Texto fornecido:
Em 2020, visitei a Florida Bar, a Ordem dos Advogados do estado da Flórida. Estava fazendo um tour pelo lindo prédio histórico quando em várias salas de funcionários vi fotos de um simpático gatinho de gravata. Pensei: "eles têm um Leon" também? Qual não foi a minha surpresa: era o Leon, Advogato da OAB do Amapá. Tinha dezenas de admiradores no local. Reportaram-me que além dos advogados e empregados da Florida Bar, a fama do Leon era enorme naquele estado. Imediatamente mandei a notícia para o doutor Auriney Britto, presidente da seccional amapaense, reportando que o Leon tinha fãs na Florida Bar. Para admiração dos americanos, receberam uma foto do Leon à frente do Selo Oficial da Ordem dos Advogados da Flórida.
Leon é um case de sucesso. E veio espontaneamente, apenas a partir de uma ideia natural da Ordem dos Advogados.
Fazer do limão uma limonada
O caso de Minas teve um impacto significativo. Não se pode negar, a nomeação do "doguíneo" Beethoven Fernandes Moreira fez com que vários temas chegassem aos debates jurídicos e, mais além, ao debate popular.
Seguramente mesmo os comentários mais ferozes nas redes sociais contra o ato de nomeação, focaram na nomenclatura "animal não-humano" ou "filho bichológico", utilizada.
Em breve esses mesmos comentaristas, quando focarem na finalidade — o combate à crueldade contra animais — mudarão de ideia. Mesmo o churrasqueiro mais aficionado não será favorável à crueldade.
Certo é que a compreensão do ato simbólico teria sido muito mais facilitada se — e este é apenas um pitaco, já que esse não é um texto da área de marketing — desde a redação do ato, até mesmo os releases para a imprensa, tivesse sido mais explicitamente focado no combate aos maus-tratos contra animais, e não na “nomenclatura” dada ao Beethoven. Ao tentar impor uma categorização como "animal não-humano" e "filho bichológico" o documento publicado — mesmo informalmente — abriu o debate sobre o tema. E o resultado foi negativo (temporariamente).
Isso recorda a década de 1980 quando as leis ambientais começaram a ser aplicadas mais fortemente. Prenderam um sertanejo que caçou uma ave para dar de comer aos filhos. A notícia foi parar na imprensa nacional. Do dia para a noite a noção de "fiscalização ambiental" passou a ser vista com suspeita.

Linhas de dados:
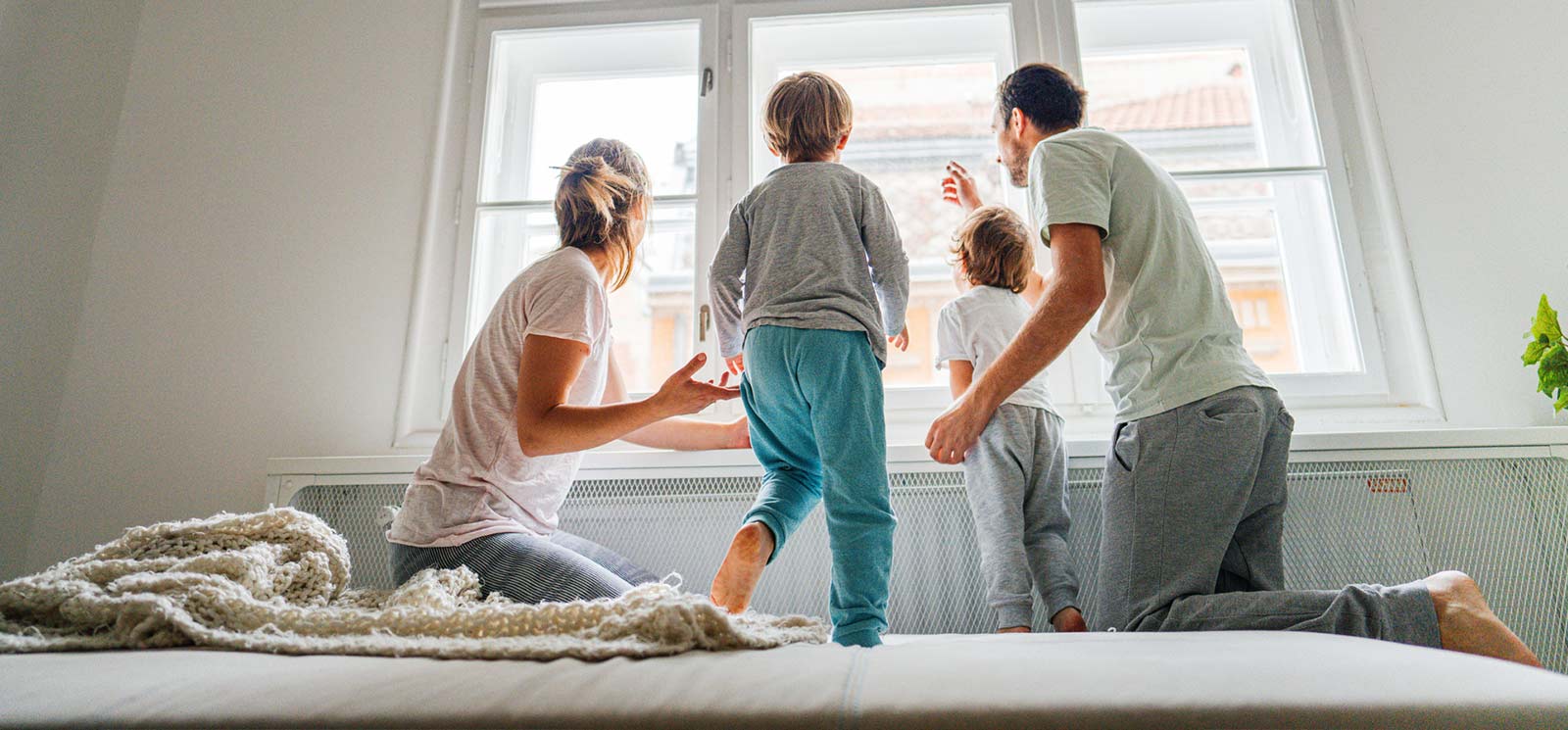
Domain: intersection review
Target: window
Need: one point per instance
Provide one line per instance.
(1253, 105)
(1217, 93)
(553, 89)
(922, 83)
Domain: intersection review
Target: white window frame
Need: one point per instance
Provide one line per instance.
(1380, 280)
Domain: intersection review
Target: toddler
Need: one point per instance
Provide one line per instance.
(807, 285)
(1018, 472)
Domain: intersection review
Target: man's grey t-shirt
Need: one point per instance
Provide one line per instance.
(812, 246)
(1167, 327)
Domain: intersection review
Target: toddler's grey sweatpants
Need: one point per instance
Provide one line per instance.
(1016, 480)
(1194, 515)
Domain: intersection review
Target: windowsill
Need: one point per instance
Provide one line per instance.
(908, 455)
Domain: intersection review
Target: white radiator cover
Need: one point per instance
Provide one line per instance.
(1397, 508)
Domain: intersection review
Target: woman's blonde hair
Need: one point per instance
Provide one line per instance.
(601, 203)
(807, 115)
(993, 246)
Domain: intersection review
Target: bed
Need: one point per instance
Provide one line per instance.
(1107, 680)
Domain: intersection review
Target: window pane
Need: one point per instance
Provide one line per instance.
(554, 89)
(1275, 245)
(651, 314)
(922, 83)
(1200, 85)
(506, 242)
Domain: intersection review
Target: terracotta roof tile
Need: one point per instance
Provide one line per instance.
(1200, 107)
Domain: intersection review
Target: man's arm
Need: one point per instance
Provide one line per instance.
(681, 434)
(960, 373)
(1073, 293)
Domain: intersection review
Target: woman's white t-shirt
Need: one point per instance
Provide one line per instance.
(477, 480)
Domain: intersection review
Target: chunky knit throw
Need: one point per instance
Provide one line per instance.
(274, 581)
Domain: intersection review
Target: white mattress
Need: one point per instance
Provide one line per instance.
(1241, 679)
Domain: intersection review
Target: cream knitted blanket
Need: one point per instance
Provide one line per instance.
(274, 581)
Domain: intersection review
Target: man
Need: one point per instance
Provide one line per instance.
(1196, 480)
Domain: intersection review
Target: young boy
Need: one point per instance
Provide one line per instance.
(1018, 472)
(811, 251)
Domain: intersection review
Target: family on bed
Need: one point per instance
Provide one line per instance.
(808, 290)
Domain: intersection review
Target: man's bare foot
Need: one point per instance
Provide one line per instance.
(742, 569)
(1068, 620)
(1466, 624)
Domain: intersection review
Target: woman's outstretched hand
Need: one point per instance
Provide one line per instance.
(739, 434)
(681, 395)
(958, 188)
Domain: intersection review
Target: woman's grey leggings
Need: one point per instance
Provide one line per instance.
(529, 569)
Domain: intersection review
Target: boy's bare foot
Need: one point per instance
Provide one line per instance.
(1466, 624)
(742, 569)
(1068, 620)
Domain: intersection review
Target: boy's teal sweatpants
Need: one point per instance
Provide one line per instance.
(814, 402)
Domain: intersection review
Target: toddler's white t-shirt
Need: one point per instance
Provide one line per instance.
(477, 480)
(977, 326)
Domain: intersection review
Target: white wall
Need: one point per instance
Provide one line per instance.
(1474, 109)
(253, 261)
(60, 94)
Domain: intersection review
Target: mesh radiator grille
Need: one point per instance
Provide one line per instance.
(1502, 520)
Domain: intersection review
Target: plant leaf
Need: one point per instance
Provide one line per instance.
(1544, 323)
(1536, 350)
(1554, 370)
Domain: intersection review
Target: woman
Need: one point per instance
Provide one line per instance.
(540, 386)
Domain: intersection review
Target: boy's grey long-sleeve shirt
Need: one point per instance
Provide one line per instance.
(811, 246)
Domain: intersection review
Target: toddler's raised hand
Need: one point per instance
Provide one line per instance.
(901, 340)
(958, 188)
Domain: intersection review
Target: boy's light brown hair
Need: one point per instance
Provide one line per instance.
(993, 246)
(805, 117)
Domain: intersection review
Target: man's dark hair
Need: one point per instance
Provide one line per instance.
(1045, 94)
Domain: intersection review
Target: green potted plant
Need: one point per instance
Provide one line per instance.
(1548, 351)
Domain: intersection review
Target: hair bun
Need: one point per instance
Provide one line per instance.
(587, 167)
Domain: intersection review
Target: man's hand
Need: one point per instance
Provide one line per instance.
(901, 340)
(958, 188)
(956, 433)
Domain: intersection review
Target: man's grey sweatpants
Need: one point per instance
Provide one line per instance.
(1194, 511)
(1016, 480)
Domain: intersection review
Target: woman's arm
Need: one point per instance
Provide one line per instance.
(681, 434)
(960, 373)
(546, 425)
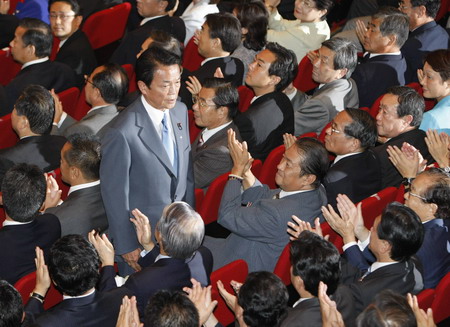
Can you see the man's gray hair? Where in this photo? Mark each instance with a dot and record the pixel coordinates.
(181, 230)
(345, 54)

...

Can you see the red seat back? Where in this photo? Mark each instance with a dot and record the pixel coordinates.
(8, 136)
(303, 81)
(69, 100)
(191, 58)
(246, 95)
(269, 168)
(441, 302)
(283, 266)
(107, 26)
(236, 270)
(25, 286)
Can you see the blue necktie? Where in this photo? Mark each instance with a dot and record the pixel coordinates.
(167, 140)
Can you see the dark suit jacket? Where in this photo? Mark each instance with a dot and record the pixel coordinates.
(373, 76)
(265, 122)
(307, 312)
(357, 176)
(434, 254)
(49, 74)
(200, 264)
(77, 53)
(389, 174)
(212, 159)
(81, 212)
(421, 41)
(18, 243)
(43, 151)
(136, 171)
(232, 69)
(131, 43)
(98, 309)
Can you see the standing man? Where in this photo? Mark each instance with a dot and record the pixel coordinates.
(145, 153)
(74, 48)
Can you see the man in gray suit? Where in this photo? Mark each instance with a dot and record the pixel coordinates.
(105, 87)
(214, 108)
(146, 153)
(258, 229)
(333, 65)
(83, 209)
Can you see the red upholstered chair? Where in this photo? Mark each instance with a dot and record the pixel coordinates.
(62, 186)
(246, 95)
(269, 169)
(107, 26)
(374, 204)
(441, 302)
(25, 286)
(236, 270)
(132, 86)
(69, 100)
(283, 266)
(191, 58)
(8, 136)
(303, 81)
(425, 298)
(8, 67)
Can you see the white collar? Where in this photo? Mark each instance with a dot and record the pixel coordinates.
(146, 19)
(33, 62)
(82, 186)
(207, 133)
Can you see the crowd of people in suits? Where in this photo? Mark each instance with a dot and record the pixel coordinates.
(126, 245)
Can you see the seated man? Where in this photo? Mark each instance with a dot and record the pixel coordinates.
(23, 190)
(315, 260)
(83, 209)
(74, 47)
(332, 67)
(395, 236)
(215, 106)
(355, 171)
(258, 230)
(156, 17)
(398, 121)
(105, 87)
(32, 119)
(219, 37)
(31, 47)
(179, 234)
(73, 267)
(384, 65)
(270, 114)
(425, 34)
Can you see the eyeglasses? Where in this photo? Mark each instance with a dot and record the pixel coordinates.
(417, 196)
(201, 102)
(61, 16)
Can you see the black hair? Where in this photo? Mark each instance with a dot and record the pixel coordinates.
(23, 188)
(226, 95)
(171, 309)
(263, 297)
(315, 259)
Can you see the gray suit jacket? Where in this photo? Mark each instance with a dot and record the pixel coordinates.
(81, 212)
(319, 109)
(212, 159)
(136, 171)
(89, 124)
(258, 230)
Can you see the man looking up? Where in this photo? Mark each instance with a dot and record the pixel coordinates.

Tarefas solicitadas:
(A) Em que ano ocorreu a visita à Florida Bar relatada no texto sobre Leon e Beethoven?
(B) Prossiga com o texto sobre Leon e Beethoven a partir do ponto em que ele termina.
Os itens não têm relação com o texto sobre Leon e Beethoven.

Respostas por tarefa:
(A) Em 2020.

(B)
Animais: pessoas, propriedades ou pets?
Se a intenção da comissão fora estabelecer um debate sobre a condição jurídica de um animal, não parece que a peça divulgada tenha colhido uma visibilidade positiva com o público. A visão negativa, ou folclórica do caso, tem sido a média das leituras de comentários em redes sociais, ou comentários que se seguem às notícias jornalísticas.
Ocorre que o debate é altamente relevante. Pode-se discordar do ato, mas, não se pode dizer que não mereça debate a condição animal. Se o debate pode ser melhor realizado, isso é outra questão.
O tema sobre o status dos animais não é recente. Em 2006 "People, Property, or Pets? (New Directions in the Human-Animal Bond)" [7] já levantava a questão. Trazia posições esclarecedoras, até mesmo para quem — também equivocadamente — possa acreditar que a condição jurídica dos animais seja apenas "moda" de algum hippie. Envolve questões filosóficas, legais e mesmo biomédicas de alta indagação.
People, Property, or Pets? (New Directions in the Human-Animal Bond), livro organizado por Marc Hauser, Fiery Cushman e Matthew Kamen, discutia se os animais são "pessoas", "propriedades" ou "pets". Um quadro e um cão podem ser propriedades; ambos são abrangidos pelos direitos de propriedade. Mas um cão, o melhor amigo do homem, com emoções, deve ser abrangido pela mesma categoria que um quadro? Pode a lei ser tão insensível? São questões levantadas na obra.
Um dos autores com capítulo no livro acima, Bernard Rollin, publicou em outro texto de 2008, Animal Ethics and the Law [8], tratando especificamente do tema "ética para o tratamento dos animais".
“[...] ao preparar meu testemunho perante o Congresso em 1982 em defesa das leis que determinam o controle da dor e do sofrimento em animais de laboratório, encontrei em uma pesquisa bibliográfica apenas dois artigos sobre controle da dor, um indicador revelador do fracasso da comunidade de pesquisa em praticar o controle da dor . Hoje existem algo entre 5.000 e 10.000 desses artigos, e a prática do controle da dor tem aumentado exponencialmente, tudo como resultado de um mandato legislativo."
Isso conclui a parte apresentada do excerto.